■ Passage given ■

▬▬▬

Hancock, the second Black mayor in the city’s history, declared, “This is a proud moment for Denver.” With more stories coming to light about how highway projects had fractured communities of color, a national demand has risen to address the consequences. In 2021, President Joe Biden’s Bipartisan Infrastructure Law set aside $1 billion to reconnect divided neighborhoods, and while that money didn’t fund I-70’s facelift in GES, which was already underway, politicians would frame the project as emblematic of the national moment. Hancock boasted that it sought input from residents and created local construction jobs. “This,” he said, “is the result of community engagement and community visioning.”
“This is a proud moment for Denver.”
Following his remarks, teachers from the adjacent Swansea Elementary School led their students into the park; the kids whirled on the new merry-go-round, shrieking in delight.
Just before the ceremony ended, Alfonso Espino, a 27-year-old GES resident, dropped by. Espino, who has a round, boyish face behind a mustache and goatee, had heard about the park for more than a decade and often jogged by when it was under construction. Now, he felt lost. “Looking around and not being able to place myself — it’s kind of weird,” he said. But GES could use more green space, Espino conceded, and it was great to see the kids playing. Previously, only about 55 acres of parkland existed in the nearly five-square-mile neighborhood. The project had also added almost seven miles of new sidewalks to a neighborhood that needed more of them.
But Espino, who works as a community organizer, feared the new amenities would come at a cost. Realtors were already calling GES “Denver’s next hottest neighborhood” — a chilling pronouncement for locals to hear. Espino, who was raised here as one of eight children, hoped to one day buy a house of his own, but outside buyers meant higher prices. Like many locals, he wondered: Would the revitalization project really help remedy generations of marginalization? Or would it precipitate a forced exit for longtime residents?
Across the street from the ribbon-cutting, the lunch line formed at Casa de Sanchez, a beloved neighborhood restaurant. But 47-year-old Yadira Sanchez, who’d helped her father open the place 25 years earlier, wasn’t there. “I did not make it today, nor do I care of the park,” she messaged me. “It did not connect anything.” Sanchez, who often wears her bangs swept to the side and has a high-pitched, musical voice, had spent much of her life in GES, raising her three children here. She rented her home but, like Espino, hoped to one day buy a place. A pillar of the community who was passionate about trees, she worked as a planter. Inside Casa de Sanchez, near a portrait of legendary revolutionary Emiliano Zapata, who inspired the slogan “Tierra y Libertad” (“Land and Freedom”), she’d hung a poster offering free trees to residents. She worried that the new park’s stewards had planted too many vulnerable saplings just before the first freeze and “did not even take the wire off the roots.”

▬▬▬

■ Provided data ■

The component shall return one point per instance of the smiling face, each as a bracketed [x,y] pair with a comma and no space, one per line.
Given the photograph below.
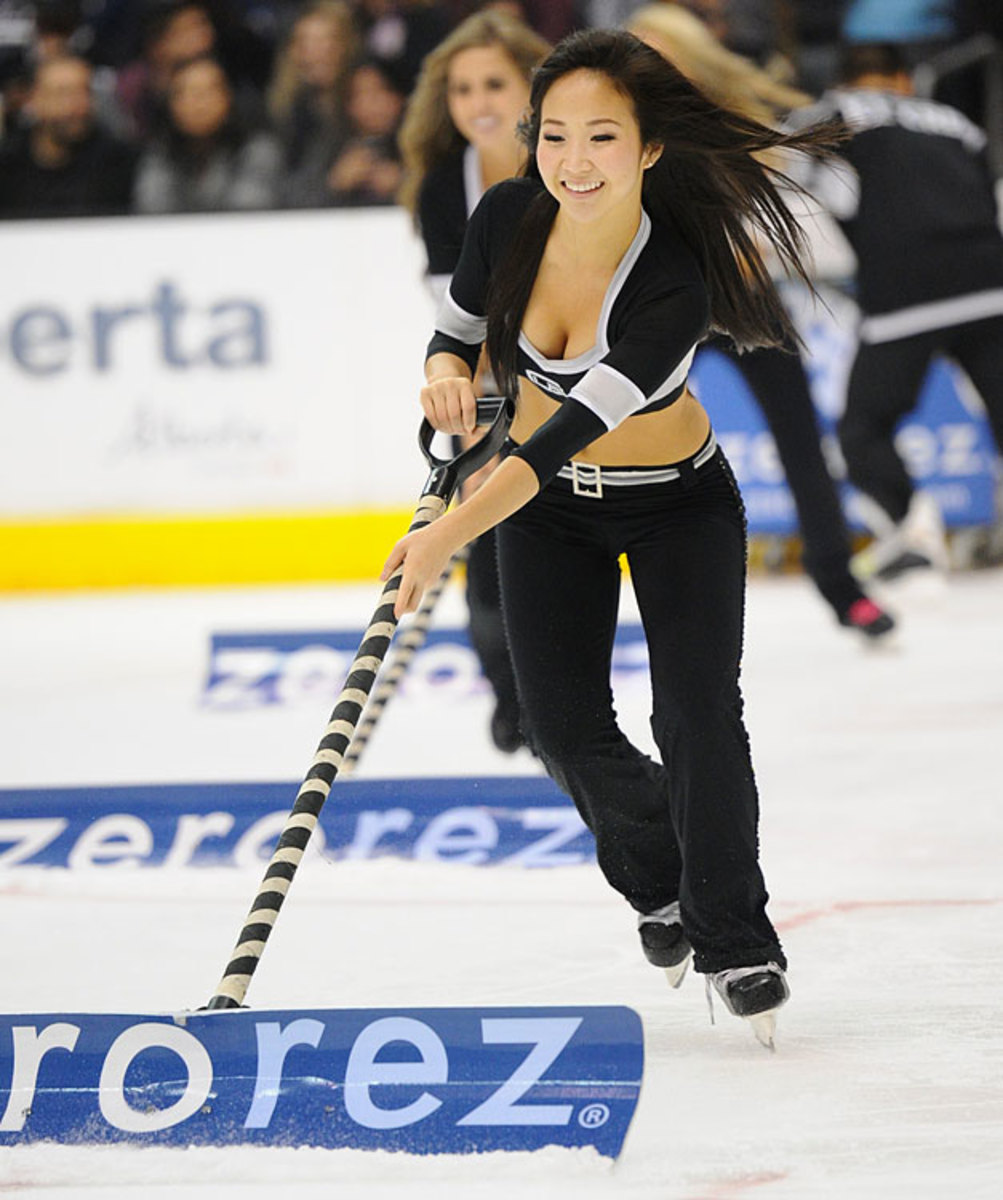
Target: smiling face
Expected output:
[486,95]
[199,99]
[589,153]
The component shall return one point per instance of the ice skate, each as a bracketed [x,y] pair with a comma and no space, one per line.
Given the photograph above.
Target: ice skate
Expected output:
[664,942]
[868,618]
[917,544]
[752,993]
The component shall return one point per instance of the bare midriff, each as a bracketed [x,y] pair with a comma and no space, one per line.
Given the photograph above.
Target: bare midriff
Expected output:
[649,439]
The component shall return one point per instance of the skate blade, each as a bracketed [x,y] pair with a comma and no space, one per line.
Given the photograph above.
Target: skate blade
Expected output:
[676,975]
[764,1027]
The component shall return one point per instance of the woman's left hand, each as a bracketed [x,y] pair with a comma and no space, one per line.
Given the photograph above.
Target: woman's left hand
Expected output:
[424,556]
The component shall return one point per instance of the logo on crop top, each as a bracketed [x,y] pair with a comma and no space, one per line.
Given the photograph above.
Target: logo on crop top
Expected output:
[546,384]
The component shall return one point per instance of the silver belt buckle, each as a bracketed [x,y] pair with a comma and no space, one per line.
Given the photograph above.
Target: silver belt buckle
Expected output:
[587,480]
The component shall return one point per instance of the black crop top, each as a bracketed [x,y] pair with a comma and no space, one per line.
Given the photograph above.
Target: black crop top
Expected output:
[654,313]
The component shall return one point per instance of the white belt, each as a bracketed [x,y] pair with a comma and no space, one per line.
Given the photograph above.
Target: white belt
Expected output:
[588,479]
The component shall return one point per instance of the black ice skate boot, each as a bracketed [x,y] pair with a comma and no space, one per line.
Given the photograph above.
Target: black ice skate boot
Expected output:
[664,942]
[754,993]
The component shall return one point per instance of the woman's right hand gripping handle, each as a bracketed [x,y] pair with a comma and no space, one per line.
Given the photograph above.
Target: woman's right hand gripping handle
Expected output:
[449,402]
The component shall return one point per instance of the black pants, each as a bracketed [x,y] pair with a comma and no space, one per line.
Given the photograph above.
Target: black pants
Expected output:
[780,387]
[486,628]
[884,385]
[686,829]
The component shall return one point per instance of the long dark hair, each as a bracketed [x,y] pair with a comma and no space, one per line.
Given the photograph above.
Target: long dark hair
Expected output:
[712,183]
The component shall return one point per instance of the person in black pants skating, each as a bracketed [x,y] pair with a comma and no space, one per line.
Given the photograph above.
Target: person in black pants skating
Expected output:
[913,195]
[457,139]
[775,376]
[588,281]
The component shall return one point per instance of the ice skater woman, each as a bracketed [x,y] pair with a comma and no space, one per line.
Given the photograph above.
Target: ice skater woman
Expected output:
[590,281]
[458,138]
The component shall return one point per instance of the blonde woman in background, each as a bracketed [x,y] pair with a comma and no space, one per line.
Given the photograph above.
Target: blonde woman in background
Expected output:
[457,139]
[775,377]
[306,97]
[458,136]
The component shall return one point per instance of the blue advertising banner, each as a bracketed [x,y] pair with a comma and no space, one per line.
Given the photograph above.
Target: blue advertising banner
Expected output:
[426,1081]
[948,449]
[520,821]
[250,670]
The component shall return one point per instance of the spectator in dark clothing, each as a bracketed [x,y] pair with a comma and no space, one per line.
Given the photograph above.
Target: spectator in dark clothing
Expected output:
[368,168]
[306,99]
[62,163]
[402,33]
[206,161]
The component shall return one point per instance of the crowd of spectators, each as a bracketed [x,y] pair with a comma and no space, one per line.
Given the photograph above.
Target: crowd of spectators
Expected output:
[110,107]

▬▬▬

■ What this exercise asks ■
a - According to the passage about the new park in Denver's GES neighborhood, how many acres of parkland did the neighborhood have before the project?
b - Carry on the account of the park opening in Denver's GES neighborhood from its last sentence.

■ Results by task ■
a - About 55 acres.

b -
The park’s unveiling was supposed to symbolize the end of a difficult chapter and the beginning of a better one.
But the people in power were focused on the bigger picture. Before Hancock spoke, Stephanie Pollack, the Federal Highway Administration’s acting administrator, lauded the project as a model for the country, and Shoshana Lew, the executive director of the Colorado Department of Transportation (CDOT), said, “We’re proud to be here delivering the state’s largest infrastructure project on time and on budget while celebrating the space that will bring people together.”
FROM DOWNTOWN DENVER, the bike ride north is pleasant. The wide lanes lure cyclists past glass-walled skyscrapers and Coors Field to RiNo, the River North Art District, with its breweries and CrossFit gyms. Past RiNo, though, things quickly change. The bike lanes vanish; railroad tracks close in. Highways and smokestacks loom overhead, and the air feels thicker, smoggier; GES is one of the most polluted areas in the country.
But for Sanchez, Espino and 15,000 other people, it’s home. The neighborhood’s single-family houses are lined with heirloom rose bushes, and laughter rings out from the community pools in the summer. Like most of Denver’s neighborhoods, GES sprang from a national demand for connectivity. First came the Denver Pacific railway, which linked the young gold-mining town to the Transcontinental Railroad and violently displaced the region’s original inhabitants: The Arapaho, Cheyenne, Ute and Očhéthi Šakówiŋ peoples. Not long after, a livestock market that eventually became the National Western Center was built next to the railway. Soon, smelters appeared, employing Eastern European immigrants. In 1948, the state highway department built Interstate 25 north-to-south through Globeville, dividing it; I-70 followed.
By this time, many early GES residents had relocated. In their place came another wave of immigrants from Mexico and Latin America. Espino’s grandfather left Durango, Mexico, in the 1980s and, like many recent arrivals, got a job at a meatpacking plant. Sanchez’s father had also come from Mexico in the late 1970s to work at a slaughterhouse. But after he was injured, he started selling homemade bread door-to-door. Sanchez and her siblings would wake at 1 a.m. to hold the table steady while he rolled out the dough. Eventually, they started offering meals — tacos, tortas, enchiladas — and, in 1998, Sanchez’s father opened the family restaurant at its first location.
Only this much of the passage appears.